А все-таки ты постой, мать моя! Я тебя и с другой стороны доеду. Ты ведь, кажется, в искусство веришь? Ведь веришь: не правда ли? Ну, как же ты в него веришь? Конечно, не так, как г. Дружинин{342} и поборники эстетического взгляда, т. е. не как в гастрономическое наслаждение. Ты веришь в его значение жизненное, в его серьезность, не так ли? Т. е. что это значит? Ты веришь, что искусство, сводя в фокус разнородные явления жизни, осмысливает их, что, с другой стороны, типы, создаваемые искусством, суть жизненные типы, — что тип поэтический, величавый или трогательный в создании художника имеет и в самой жизни, в самых явлениях свои поэтические, величавые или трогательные стороны. Ведь это так?..

Задание
Ответьте кратко на вопросы по тексту упражнения.
1. Чья вера в искусство названа в тексте непохожей на веру собеседника?
2. С каким наслаждением, согласно тексту, собеседник не отождествляет искусство?
3. Что искусство делает с разнородными явлениями жизни, сводя их в фокус?

Представленные материалы
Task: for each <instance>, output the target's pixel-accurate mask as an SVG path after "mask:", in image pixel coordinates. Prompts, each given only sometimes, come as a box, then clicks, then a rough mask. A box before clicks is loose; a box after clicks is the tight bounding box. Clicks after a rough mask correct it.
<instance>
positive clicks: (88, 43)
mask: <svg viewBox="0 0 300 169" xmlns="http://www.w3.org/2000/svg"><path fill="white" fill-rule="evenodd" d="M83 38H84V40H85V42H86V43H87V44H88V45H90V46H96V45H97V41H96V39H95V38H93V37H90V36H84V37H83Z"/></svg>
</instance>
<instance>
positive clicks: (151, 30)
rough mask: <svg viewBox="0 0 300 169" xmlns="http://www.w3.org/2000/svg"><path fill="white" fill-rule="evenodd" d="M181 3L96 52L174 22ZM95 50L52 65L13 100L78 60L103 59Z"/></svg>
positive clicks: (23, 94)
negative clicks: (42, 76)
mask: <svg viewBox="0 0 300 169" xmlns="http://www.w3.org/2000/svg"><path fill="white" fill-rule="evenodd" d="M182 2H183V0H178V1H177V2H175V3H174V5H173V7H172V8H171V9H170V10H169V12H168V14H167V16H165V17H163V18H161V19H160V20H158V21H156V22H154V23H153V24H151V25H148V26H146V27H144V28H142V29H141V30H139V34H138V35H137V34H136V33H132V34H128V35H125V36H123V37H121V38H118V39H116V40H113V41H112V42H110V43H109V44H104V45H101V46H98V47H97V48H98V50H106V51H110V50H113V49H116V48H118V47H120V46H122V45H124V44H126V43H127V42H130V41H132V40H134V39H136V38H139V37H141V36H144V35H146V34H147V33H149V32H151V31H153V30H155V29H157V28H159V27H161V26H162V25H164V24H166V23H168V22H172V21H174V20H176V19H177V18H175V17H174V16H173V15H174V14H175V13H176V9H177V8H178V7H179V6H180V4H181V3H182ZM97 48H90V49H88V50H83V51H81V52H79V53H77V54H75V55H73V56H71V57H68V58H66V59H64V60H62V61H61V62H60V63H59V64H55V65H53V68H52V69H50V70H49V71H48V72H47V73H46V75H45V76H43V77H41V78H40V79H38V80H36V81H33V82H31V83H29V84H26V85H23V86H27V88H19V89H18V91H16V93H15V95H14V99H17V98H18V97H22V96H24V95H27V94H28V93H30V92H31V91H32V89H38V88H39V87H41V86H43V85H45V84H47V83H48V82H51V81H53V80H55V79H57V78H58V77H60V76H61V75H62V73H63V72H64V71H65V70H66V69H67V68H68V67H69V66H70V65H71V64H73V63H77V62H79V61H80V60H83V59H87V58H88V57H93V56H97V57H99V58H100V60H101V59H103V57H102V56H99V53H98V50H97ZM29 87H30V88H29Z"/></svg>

Ответ
1. Вера г. Дружинина и поборников эстетического взгляда.
2. С гастрономическим наслаждением.
3. Осмысливает их.